● Your task:
Change "snowy path" to "icy trail" in the lines that begin at the one with "task: segment the snowy path" and end with the one that has "[[[186,235],[151,216],[85,208],[0,218],[1,255],[252,255]]]". Give those lines back with nothing else different.

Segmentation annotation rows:
--
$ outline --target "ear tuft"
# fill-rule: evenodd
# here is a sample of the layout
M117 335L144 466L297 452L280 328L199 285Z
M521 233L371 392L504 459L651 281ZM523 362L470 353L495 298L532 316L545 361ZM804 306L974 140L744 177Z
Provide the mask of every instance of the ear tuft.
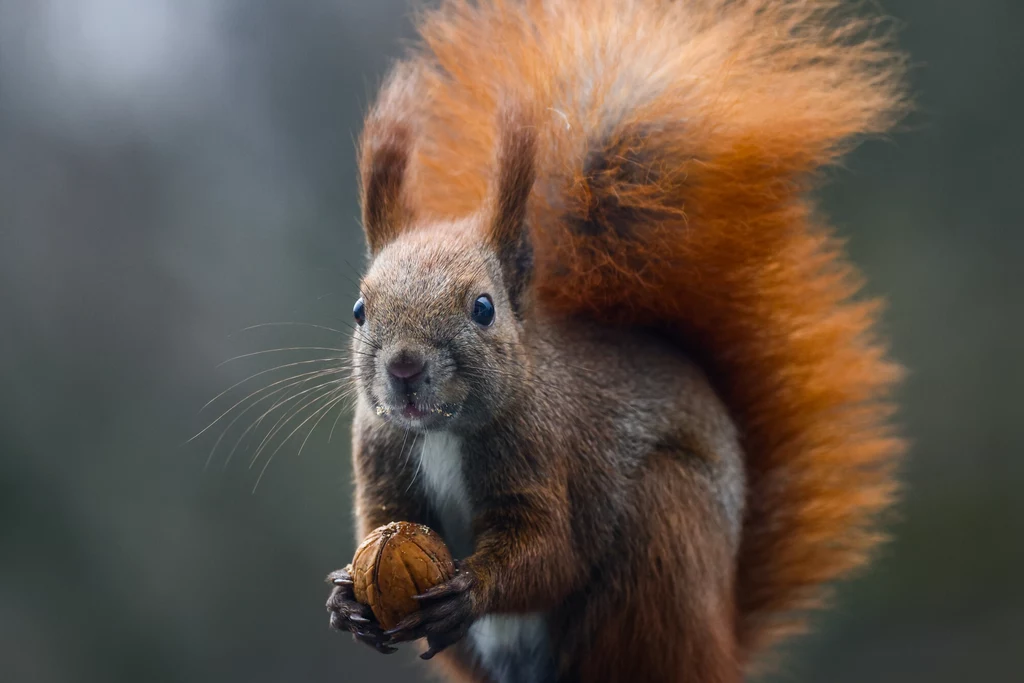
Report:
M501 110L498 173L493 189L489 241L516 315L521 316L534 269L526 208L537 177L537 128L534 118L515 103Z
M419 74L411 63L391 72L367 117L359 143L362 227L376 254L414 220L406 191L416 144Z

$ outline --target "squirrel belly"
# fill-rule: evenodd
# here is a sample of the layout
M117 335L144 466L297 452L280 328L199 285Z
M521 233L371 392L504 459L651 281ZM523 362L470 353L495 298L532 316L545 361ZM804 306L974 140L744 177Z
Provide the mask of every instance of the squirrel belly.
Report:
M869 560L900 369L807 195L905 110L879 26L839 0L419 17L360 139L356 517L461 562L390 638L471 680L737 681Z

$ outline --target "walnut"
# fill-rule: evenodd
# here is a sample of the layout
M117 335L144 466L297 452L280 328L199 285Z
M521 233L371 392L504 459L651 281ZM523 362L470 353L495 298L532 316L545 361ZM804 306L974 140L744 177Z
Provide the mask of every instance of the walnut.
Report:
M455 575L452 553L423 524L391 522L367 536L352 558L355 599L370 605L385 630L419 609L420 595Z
--
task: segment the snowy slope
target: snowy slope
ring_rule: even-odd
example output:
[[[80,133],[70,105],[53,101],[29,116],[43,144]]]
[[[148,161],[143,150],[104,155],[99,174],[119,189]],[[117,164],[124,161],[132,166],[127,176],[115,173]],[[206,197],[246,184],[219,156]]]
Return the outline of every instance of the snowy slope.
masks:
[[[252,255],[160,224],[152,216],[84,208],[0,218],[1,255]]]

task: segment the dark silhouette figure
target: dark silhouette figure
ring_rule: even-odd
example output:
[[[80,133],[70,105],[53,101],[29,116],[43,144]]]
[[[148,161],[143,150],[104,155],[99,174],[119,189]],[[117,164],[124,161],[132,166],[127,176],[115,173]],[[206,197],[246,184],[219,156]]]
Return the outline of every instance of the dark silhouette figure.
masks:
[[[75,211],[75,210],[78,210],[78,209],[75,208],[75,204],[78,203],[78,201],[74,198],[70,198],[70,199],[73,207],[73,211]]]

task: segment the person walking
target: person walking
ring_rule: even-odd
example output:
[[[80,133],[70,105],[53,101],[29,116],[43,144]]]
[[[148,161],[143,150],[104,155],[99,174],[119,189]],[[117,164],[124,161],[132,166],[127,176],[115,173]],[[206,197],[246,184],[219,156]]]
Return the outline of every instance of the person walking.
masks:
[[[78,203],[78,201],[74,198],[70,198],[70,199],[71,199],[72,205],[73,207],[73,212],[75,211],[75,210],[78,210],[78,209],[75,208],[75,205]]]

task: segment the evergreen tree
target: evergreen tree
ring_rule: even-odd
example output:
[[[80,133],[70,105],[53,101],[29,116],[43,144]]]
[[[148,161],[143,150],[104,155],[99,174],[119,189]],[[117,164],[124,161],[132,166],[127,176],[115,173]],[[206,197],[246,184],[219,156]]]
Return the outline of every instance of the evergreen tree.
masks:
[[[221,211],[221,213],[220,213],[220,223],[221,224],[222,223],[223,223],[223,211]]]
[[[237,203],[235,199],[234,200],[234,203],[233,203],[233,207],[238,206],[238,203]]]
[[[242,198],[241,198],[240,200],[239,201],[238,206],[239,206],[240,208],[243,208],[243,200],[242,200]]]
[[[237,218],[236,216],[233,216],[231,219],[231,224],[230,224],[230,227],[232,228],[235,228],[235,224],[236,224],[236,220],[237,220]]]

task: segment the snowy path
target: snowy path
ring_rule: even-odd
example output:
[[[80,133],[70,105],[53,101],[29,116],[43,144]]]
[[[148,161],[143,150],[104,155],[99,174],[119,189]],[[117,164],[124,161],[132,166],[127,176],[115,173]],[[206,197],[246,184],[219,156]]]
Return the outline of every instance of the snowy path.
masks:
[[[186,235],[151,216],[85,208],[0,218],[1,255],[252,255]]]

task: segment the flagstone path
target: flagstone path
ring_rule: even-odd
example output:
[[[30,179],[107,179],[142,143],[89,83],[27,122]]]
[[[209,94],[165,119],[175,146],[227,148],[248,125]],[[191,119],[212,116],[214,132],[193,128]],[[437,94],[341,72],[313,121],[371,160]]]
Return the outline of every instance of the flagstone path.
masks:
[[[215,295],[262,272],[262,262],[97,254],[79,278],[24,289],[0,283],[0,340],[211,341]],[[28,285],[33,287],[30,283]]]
--
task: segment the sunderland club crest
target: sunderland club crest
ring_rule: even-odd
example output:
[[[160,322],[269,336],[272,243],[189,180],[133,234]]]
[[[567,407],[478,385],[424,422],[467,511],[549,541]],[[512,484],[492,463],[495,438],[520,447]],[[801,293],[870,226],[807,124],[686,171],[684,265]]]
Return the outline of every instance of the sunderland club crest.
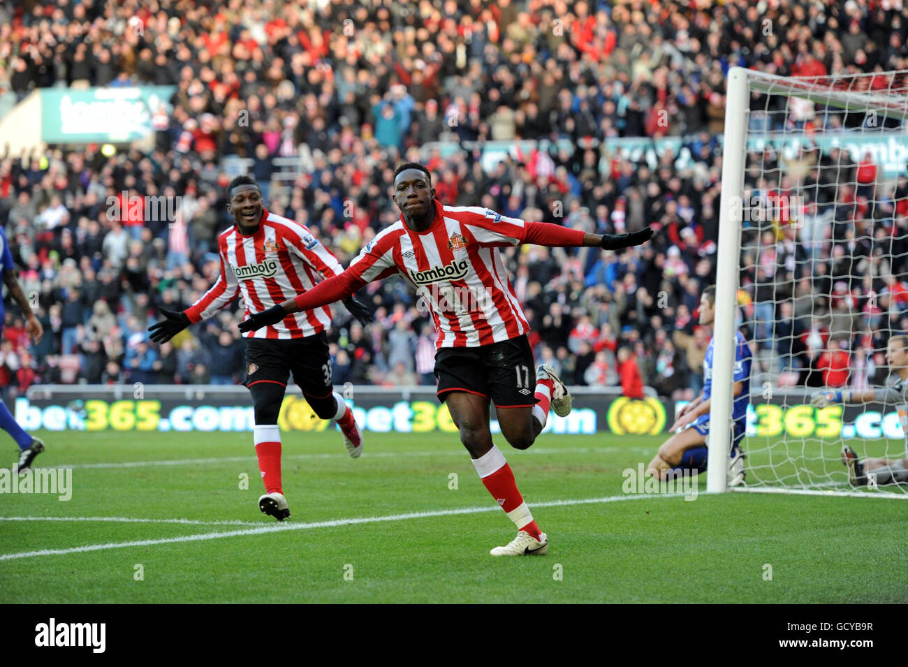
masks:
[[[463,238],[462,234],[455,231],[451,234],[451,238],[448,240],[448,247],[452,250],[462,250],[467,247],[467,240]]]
--
● Answer:
task: segment the icy trail
target: icy trail
ring_rule: even-odd
example output:
[[[80,133],[70,105],[53,101],[29,116],[43,144]]]
[[[148,161],[143,150],[104,155],[99,174],[119,189]],[[117,164],[124,161],[132,166],[127,176],[115,173]],[[206,197],[246,184],[219,156]]]
Return the outline of every instance of the icy trail.
masks:
[[[186,235],[151,216],[85,208],[0,218],[1,255],[252,255]]]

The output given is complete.